**課題内容 1**: 夫の不倫を描いた読解用本文で、リクは川太とどのような関係にあると紹介されていますか。
**課題内容 2**: 夫の不倫を描いた読解用本文について、最後の場面に続く部分を書き進めてください。

**読解用本文**:
────────────────────
登場人物

 

海ちゃん…18歳の時に出会った親友。

今は結婚して県外におり、3人の子供を育てている。

上の子はもう高校生。

 

川太…海ちゃんの夫。温厚で優しそうで家族想い。

と、誰もが思っていた。

 

リク…24,5歳、海ちゃんの旦那の部下で不倫相手

 

家族仲、夫婦仲がとても良い夫婦と

海ちゃん本人も思っていた、しかし夫の本性は、、

 

 

 

海ちゃんは、川太に伝えた。

 

「別居したい。」

 

 

 

こんなことを口にしたのは

もちろん初めてだ。

 

 

 

 

「こんな状況の中で

 これから帰ってくる子供達の前で

 海ちゃんに無理して笑えって

 言ってるんですか?」

 

 

 

川太

「・・・・・・・・・それは、、

 

 ・・・そうだよな・・・

 俺が出て行くしか、、、

 

 今は海ちゃんが納得出来る道は

 ないんだよな・・・」

 

 

 

海ちゃん

「納得出来る道?!!

 

 どんな選択肢も、

 納得なんて出来るわけ無い!

 

 納得出来る道は、

 あなたが不倫なんかしなかった

 過去と未来よ!!」

 

 

 

川太

「そうだよな、、

 

 

 荷物、まとめてくる・・」
────────────────────
画像の形状ラベリング項目
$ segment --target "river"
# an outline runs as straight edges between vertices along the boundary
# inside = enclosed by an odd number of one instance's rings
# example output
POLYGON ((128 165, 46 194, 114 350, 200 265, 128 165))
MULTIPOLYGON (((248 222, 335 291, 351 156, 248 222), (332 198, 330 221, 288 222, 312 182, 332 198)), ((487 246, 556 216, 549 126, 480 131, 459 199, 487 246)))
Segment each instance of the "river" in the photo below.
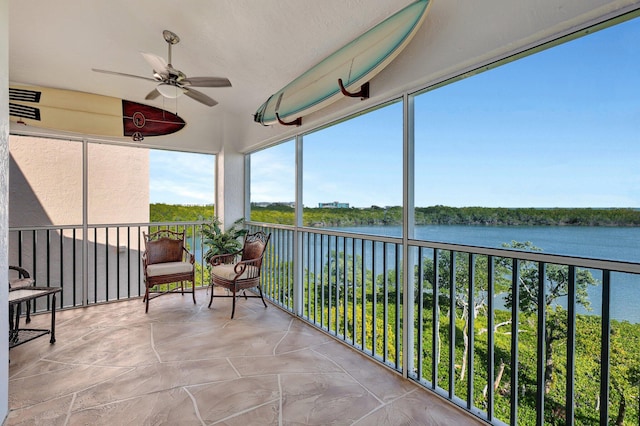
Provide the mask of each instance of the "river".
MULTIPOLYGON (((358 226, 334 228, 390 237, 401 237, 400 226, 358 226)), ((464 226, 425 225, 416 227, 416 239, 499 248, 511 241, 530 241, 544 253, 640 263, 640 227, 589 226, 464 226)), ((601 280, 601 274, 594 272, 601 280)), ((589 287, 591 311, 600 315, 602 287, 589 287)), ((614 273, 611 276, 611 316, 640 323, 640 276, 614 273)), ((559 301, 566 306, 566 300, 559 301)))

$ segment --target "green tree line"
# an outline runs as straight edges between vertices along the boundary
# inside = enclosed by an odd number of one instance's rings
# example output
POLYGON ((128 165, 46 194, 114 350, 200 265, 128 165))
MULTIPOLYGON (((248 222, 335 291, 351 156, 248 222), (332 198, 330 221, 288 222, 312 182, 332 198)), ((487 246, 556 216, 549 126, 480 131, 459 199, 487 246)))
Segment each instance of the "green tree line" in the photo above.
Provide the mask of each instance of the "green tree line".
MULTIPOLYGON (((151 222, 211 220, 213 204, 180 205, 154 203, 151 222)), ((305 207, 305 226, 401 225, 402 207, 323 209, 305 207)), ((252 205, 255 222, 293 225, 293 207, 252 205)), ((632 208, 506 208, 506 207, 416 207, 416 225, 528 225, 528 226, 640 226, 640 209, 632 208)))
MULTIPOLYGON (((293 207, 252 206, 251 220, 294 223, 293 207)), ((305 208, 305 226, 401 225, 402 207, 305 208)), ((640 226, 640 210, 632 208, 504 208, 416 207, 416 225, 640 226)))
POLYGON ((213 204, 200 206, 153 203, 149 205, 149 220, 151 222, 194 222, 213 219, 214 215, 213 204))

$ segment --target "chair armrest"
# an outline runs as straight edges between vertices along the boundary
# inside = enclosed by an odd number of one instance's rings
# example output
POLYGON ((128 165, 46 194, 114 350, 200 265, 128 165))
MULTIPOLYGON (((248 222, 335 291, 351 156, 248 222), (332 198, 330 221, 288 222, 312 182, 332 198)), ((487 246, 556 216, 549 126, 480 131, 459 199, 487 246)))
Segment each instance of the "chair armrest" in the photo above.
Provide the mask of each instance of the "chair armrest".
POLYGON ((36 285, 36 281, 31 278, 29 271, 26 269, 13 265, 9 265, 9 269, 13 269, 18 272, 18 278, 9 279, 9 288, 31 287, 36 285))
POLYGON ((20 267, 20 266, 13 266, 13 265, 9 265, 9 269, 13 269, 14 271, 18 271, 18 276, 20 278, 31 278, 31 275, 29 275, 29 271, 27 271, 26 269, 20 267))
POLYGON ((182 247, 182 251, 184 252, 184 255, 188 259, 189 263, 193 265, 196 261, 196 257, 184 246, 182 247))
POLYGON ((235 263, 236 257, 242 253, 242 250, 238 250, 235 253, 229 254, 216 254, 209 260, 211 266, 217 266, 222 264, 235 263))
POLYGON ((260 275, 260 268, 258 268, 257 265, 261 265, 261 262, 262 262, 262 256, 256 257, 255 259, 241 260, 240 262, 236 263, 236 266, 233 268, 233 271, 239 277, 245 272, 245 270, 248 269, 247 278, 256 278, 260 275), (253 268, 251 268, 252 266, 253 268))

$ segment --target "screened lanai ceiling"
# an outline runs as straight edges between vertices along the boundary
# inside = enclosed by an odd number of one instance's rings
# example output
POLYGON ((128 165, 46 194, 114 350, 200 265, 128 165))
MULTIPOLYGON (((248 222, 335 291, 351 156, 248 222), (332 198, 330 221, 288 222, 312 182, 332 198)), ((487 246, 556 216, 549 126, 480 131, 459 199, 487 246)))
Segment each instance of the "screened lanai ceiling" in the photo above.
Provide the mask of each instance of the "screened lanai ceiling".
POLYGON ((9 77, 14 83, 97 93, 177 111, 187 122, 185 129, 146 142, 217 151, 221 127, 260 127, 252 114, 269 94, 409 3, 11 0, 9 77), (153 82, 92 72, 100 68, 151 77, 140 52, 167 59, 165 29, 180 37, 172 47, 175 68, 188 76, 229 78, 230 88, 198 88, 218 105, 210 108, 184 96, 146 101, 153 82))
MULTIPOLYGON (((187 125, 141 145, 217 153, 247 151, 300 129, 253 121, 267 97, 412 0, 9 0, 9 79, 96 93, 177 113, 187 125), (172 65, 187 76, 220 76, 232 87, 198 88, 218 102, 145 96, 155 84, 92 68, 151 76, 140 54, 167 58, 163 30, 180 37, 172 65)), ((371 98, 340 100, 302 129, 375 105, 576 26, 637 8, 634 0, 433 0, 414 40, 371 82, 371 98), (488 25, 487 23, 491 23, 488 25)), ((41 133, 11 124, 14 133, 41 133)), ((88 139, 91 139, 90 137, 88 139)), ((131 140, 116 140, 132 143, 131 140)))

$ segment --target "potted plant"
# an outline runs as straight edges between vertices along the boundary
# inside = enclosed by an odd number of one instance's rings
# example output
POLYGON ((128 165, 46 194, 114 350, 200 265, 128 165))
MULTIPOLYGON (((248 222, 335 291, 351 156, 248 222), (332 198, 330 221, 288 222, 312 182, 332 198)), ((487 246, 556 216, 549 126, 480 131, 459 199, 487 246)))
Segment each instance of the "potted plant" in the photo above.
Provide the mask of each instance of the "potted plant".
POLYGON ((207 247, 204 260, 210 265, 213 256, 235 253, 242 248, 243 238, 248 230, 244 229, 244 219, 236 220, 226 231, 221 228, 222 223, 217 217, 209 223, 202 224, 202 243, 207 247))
────────────────────
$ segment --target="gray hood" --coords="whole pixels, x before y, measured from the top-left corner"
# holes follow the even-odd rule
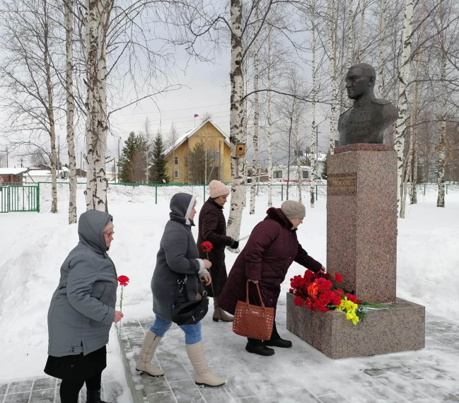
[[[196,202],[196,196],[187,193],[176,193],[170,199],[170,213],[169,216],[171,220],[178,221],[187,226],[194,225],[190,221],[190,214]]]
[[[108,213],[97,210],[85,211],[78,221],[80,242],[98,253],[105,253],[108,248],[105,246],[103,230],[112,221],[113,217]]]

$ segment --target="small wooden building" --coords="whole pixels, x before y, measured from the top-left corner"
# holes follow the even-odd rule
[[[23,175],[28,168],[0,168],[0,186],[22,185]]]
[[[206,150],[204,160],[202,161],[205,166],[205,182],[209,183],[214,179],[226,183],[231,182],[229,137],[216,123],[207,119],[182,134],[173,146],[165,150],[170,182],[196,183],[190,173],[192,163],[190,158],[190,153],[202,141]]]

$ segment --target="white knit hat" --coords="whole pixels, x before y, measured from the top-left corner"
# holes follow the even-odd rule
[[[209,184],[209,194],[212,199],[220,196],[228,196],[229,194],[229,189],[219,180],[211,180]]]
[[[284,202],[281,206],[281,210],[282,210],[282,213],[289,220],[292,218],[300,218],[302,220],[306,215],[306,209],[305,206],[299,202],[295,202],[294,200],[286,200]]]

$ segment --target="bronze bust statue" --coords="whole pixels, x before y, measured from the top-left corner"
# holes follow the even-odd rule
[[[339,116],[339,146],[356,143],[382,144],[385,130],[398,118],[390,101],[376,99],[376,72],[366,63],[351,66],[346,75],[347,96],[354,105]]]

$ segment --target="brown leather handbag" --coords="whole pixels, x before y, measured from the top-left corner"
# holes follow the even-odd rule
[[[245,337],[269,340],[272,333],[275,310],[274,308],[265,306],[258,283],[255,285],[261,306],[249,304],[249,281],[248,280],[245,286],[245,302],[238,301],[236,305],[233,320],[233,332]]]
────────────────────
**回答 1**: 川太の部下であり、不倫相手です。

**回答 2**:
河太がノロノロと立ち上がり

肩をガクンと落としたまま

2階の部屋に向かう。

 

なんだかその様子が

俺可哀想アピールにも見えて

背中を蹴り飛ばそうと思ってしまったが

そんなことしたことないのでしないけど

まぁそれくらい、

わざとらしくて腹ただしかった。

 

 

 

 

 

川太が2階に上がった気配を確認し

私と海ちゃんは、

リビングのソファーに座る。

 

 

 

すると海ちゃんが

ぽつりぽつりと話を始めた。

 

 

海ちゃん

「あのさ、、パンダ、、、

 私もしかしたら、自分にも周りにも

 嘘をついてるのかもしれない。」

 

 

 

「ん??どういう意味?」

 

 

 

海ちゃん

「・・・・こんなこと、、、

 恥ずかしくて悔しくて惨めだから

 言いたくないけど、、

 

 もう今以上に惨めなことないから

 打ち明けていい?」

 

 

 

海ちゃんの目からまた

大きな涙がぼたぼたと流れてくる。

 

 

急にどうしたのかと、私も驚く。

 

 

 

「・・・今だって海ちゃんは

 惨めなんかじゃないよ。

 

 そんなこと、思ってない!

 思うわけない。

 

 だから、なんでも打ち明けて。」

 

 

 

海ちゃん

「うぅ・・ありがとう・・・

 

 私さ、、、パンダにも

 家族にもママ友にもみんな・・

 うちの家族は幸せだって

 思ってもらってると思うけど・・」

 

 

 

 

「ん?・・・違うの?」

 

 

 

海ちゃん

「・・・わからない、、、

 

 

 多分それって本当は、

 私がそうやって、

 取り繕っていた部分も少なからず

 あるのかもしれない・・・」

 

 

 

「・・・どういうこと?」

 

 

 

 

海ちゃん

「私ね、周りには

 川太のいいところばっかり伝えてきて

 愚痴なんか言わなかった。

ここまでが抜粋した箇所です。